Exercise task -
Give only the number of lines in the records that contain the string "paved".

Records for the task -
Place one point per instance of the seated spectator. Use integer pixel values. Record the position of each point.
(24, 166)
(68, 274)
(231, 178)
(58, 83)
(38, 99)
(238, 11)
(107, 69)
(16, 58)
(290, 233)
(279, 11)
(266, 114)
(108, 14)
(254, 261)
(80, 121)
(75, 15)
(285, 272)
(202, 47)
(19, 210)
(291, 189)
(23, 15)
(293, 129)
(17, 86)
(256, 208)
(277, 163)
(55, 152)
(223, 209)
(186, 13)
==
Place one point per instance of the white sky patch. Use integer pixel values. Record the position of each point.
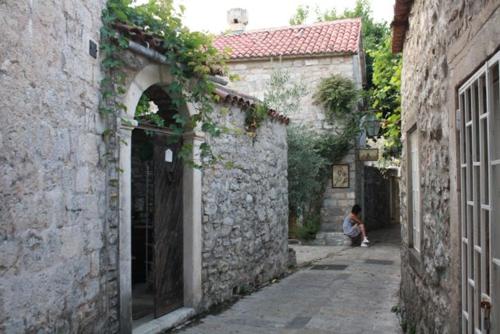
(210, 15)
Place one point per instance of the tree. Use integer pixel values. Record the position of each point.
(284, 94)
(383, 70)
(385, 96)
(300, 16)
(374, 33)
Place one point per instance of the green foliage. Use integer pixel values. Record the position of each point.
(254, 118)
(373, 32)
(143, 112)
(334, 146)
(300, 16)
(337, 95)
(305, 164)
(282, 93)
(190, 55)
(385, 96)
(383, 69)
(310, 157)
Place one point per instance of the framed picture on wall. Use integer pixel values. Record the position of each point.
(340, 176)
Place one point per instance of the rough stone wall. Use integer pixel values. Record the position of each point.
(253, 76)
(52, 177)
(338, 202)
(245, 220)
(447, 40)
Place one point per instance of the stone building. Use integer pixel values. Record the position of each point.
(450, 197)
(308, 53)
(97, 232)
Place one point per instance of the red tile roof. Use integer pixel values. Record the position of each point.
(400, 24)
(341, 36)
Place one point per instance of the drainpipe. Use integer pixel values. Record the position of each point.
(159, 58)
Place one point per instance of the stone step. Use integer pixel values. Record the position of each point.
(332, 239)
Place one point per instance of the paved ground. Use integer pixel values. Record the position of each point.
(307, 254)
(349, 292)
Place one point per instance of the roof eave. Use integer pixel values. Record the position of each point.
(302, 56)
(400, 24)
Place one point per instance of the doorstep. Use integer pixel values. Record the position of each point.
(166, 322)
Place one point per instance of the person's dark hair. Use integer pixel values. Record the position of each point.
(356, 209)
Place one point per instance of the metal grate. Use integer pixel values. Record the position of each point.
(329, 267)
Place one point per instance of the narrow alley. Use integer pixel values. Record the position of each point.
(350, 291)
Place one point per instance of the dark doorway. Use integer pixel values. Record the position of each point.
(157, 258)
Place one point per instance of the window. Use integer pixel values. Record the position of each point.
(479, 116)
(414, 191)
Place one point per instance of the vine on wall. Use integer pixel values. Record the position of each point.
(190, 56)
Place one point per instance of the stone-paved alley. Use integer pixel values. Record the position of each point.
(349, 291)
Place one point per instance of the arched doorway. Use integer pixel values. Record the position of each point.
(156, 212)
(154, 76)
...
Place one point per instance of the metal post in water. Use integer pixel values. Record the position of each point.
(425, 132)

Reply -
2